— Exercise instructions —
(1) Please answer these questions from the Form 8-K extract:
(a) What aggregate principal amount of Notes was offered?
(b) Which bank serves as trustee?
(c) What percentage of the principal amount did the underwriters pay for the Notes?
(2) Decide whether each statement agrees with the Form 8-K extract, and support each answer with the deciding words:
(a) The Notes are secured obligations of the Issuer.
(b) Interest on the Notes is payable on February 15 and August 15 of each year.
(c) The Base Indenture is dated August 6, 2020.
(3) Reproduce the Form 8-K extract from "Item 1.01 Entry" to "this Item 1.01.".

Item 1.01 Entry into a Material Definitive Agreement.

The information set forth in Item 2.03 of this Current Report on Form 8-K is incorporated by reference into this Item 1.01.

Item 2.03 Creation of a Direct Financial Obligation or an Obligation under an

Off-Balance

Sheet Arrangement of a Registrant.




On August 6, 2020, Spirit Realty, L.P. (the "Issuer"), a Delaware limited
partnership and subsidiary of Spirit Realty Capital, Inc. (the "Guarantor"),
completed an underwritten public offering of $450,000,000 aggregate principal
amount of its 3.200% Senior Notes due 2031 (the "Notes").
The Notes are fully and unconditionally guaranteed by the Guarantor (the
"Guarantee"). The terms of the Notes are governed by an indenture, dated as of
August 18, 2016 (the "Base Indenture"), by and between the Issuer and U.S. Bank
National Association, as trustee (the "Trustee"), as supplemented by a fifth
supplemental indenture, dated as of August 6, 2020 (the "Fifth Supplemental
Indenture" and, together with the Base Indenture, the "Indenture"), by and among
the Issuer, the Guarantor and the Trustee. The Indenture contains various
restrictive covenants, including limitations on the ability of the Guarantor and
its subsidiaries, including the Issuer, to incur additional indebtedness and
requirements to maintain a pool of unencumbered assets. Copies of the Base
Indenture and the Fifth Supplemental Indenture, including the form of Notes and
the Guarantee, the terms of which are incorporated herein by reference, are
attached as Exhibits 4.1 and 4.2, respectively, to this Current Report on Form
8-K.
The purchase price paid by the underwriters for the Notes was 98.352% of the
principal amount thereof. The Notes are the Issuer's senior unsecured
obligations and rank equally in right of payment with all of the Issuer's other
existing and future senior unsecured indebtedness. However, the Notes are
effectively subordinated in right of payment to all of the Issuer's existing and
future mortgage indebtedness and other secured indebtedness (to the extent of
the collateral securing the same) and to all existing and future indebtedness
and other liabilities, whether secured or unsecured, of the Issuer's
subsidiaries and of any entity the Issuer accounts for using the equity method
of accounting and to all preferred equity not owned by the Issuer, if any, in
its subsidiaries and of any entity the Issuer accounts for using the equity
method of accounting. The Notes bear interest at 3.200% per annum. Interest is
payable on February 15 and August 15 of each year, beginning February 15, 2021,
until the maturity date of February 15, 2031.

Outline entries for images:
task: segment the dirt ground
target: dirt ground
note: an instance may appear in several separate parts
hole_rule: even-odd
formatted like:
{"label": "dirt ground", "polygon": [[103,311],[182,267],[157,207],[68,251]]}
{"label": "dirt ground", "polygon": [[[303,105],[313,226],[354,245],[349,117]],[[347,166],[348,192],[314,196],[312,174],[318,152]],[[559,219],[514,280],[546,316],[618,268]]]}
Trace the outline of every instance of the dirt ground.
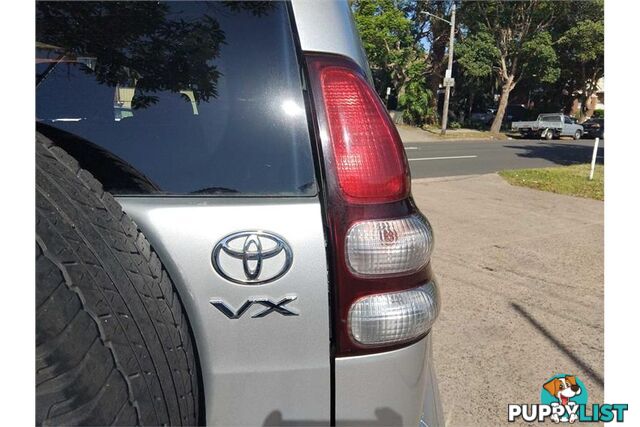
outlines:
{"label": "dirt ground", "polygon": [[604,204],[496,174],[413,181],[435,233],[434,358],[447,426],[506,425],[555,374],[604,397]]}

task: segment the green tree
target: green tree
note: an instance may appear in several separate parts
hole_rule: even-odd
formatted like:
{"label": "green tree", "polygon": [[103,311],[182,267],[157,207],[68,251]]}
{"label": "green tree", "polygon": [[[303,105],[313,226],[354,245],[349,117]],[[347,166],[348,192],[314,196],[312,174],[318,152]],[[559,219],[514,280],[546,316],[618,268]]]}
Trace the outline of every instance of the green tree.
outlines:
{"label": "green tree", "polygon": [[[417,0],[402,3],[403,11],[412,23],[415,42],[427,50],[425,73],[430,96],[430,115],[427,123],[439,122],[438,89],[447,69],[447,50],[450,26],[443,19],[451,20],[453,0]],[[440,18],[440,19],[439,19]]]}
{"label": "green tree", "polygon": [[562,90],[582,105],[582,119],[594,112],[588,102],[604,77],[604,2],[575,2],[558,25]]}
{"label": "green tree", "polygon": [[521,79],[552,83],[560,76],[550,29],[566,3],[545,0],[463,3],[467,34],[459,64],[474,77],[494,74],[500,102],[491,132],[500,131],[509,94]]}
{"label": "green tree", "polygon": [[384,96],[388,86],[402,94],[407,69],[420,52],[411,33],[411,21],[401,10],[400,2],[355,0],[351,8],[378,92]]}

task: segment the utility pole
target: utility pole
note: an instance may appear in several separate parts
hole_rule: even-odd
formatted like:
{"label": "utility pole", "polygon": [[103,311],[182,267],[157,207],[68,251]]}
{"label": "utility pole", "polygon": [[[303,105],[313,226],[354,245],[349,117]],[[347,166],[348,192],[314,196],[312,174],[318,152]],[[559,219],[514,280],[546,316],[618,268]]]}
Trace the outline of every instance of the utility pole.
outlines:
{"label": "utility pole", "polygon": [[451,69],[453,68],[453,39],[456,28],[456,4],[455,2],[451,6],[451,33],[449,34],[449,65],[447,66],[447,72],[444,78],[444,107],[442,109],[442,131],[441,135],[447,133],[447,119],[449,118],[449,96],[451,95],[451,86],[453,86],[453,79],[451,77]]}

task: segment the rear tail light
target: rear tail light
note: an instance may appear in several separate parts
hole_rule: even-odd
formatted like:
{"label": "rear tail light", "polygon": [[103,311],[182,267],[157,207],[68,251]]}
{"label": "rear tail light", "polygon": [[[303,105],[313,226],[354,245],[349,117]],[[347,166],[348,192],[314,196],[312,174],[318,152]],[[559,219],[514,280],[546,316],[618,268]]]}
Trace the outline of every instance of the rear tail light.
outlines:
{"label": "rear tail light", "polygon": [[433,234],[422,215],[356,222],[347,231],[347,263],[361,276],[412,273],[429,261]]}
{"label": "rear tail light", "polygon": [[349,333],[362,345],[411,341],[431,329],[439,310],[433,281],[406,291],[369,295],[349,309]]}
{"label": "rear tail light", "polygon": [[410,197],[402,141],[352,61],[306,55],[325,174],[336,355],[424,337],[439,310],[433,236]]}
{"label": "rear tail light", "polygon": [[367,81],[353,70],[322,70],[322,94],[333,145],[338,183],[355,203],[400,200],[409,194],[409,176],[397,131]]}

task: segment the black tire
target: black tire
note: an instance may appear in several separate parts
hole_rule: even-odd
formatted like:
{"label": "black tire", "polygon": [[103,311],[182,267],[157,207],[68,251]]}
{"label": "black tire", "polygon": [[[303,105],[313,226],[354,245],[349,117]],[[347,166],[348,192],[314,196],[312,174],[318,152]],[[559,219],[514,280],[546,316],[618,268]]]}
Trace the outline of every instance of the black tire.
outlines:
{"label": "black tire", "polygon": [[36,137],[36,423],[195,425],[188,321],[160,260],[91,174]]}

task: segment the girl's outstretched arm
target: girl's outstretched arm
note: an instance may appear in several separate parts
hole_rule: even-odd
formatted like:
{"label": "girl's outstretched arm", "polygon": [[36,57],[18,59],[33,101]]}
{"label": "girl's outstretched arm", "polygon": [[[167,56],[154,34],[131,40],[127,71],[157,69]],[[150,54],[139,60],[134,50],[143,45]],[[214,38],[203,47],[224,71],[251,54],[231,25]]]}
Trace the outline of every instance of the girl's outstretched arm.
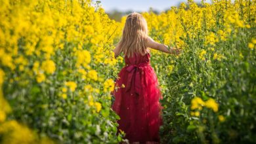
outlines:
{"label": "girl's outstretched arm", "polygon": [[158,42],[156,42],[150,37],[148,37],[148,43],[146,43],[146,46],[169,54],[178,55],[181,53],[181,50],[176,48],[170,48],[170,49],[169,50],[168,46],[164,44],[161,44]]}

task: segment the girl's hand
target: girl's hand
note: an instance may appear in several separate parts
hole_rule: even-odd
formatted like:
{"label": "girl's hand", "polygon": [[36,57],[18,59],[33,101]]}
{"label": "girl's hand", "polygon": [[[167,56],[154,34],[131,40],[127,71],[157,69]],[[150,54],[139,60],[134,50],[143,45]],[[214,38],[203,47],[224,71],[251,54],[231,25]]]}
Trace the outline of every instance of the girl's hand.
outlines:
{"label": "girl's hand", "polygon": [[171,51],[173,54],[179,55],[181,53],[182,50],[177,48],[172,48]]}

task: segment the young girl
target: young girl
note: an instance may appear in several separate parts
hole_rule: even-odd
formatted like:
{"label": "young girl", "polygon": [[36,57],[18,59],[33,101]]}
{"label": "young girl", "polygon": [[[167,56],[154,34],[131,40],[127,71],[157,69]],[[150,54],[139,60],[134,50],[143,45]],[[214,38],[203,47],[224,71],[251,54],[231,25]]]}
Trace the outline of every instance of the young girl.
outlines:
{"label": "young girl", "polygon": [[125,56],[125,67],[118,75],[113,94],[112,109],[119,116],[118,131],[123,131],[130,143],[159,143],[163,124],[162,99],[158,78],[150,65],[149,48],[170,54],[179,50],[155,42],[148,36],[146,20],[136,12],[128,15],[115,57]]}

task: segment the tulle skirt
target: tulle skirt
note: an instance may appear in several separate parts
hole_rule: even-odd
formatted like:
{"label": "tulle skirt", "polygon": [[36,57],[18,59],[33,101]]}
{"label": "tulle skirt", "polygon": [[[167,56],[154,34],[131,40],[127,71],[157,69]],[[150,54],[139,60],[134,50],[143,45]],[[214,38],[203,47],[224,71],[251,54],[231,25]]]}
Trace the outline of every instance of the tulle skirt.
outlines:
{"label": "tulle skirt", "polygon": [[112,109],[119,116],[118,131],[124,131],[130,143],[160,142],[163,124],[162,99],[156,75],[150,65],[123,67],[118,75],[112,93]]}

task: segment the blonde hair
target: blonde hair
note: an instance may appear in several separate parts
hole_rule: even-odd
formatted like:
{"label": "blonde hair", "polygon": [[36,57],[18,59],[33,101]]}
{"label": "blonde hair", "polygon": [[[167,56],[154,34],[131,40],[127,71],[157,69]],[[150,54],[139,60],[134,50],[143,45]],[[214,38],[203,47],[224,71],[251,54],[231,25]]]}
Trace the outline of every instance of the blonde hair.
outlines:
{"label": "blonde hair", "polygon": [[128,58],[133,55],[133,52],[144,55],[149,52],[146,46],[148,39],[148,26],[142,15],[133,12],[126,18],[123,35],[117,45],[120,46],[120,52],[123,52]]}

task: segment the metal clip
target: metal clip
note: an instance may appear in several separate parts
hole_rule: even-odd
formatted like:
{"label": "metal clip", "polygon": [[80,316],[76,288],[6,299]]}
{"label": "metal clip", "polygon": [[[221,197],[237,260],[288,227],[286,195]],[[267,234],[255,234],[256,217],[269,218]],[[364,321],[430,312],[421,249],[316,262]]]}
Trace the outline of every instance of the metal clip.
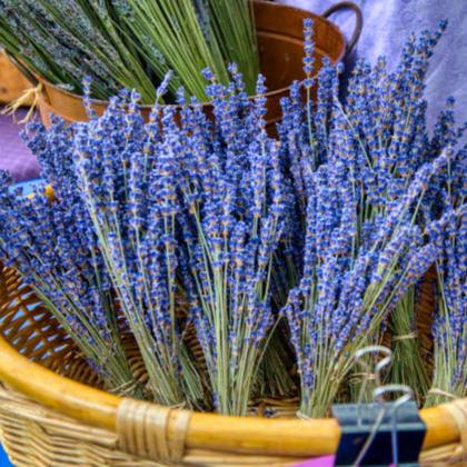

— The results —
(1)
(a) $450,000,000
(b) U.S. Bank National Association
(c) 98.352%

(2)
(a) No: "The Notes are the Issuer's senior unsecured obligations"
(b) Yes: "Interest is payable on February 15 and August 15 of each year"
(c) No: "dated as of August 18, 2016 (the "Base Indenture")"

(3)
Item 1.01 Entry into a Material Definitive Agreement.

The information set forth in Item 2.03 of this Current Report on Form 8-K is incorporated by reference into this Item 1.01.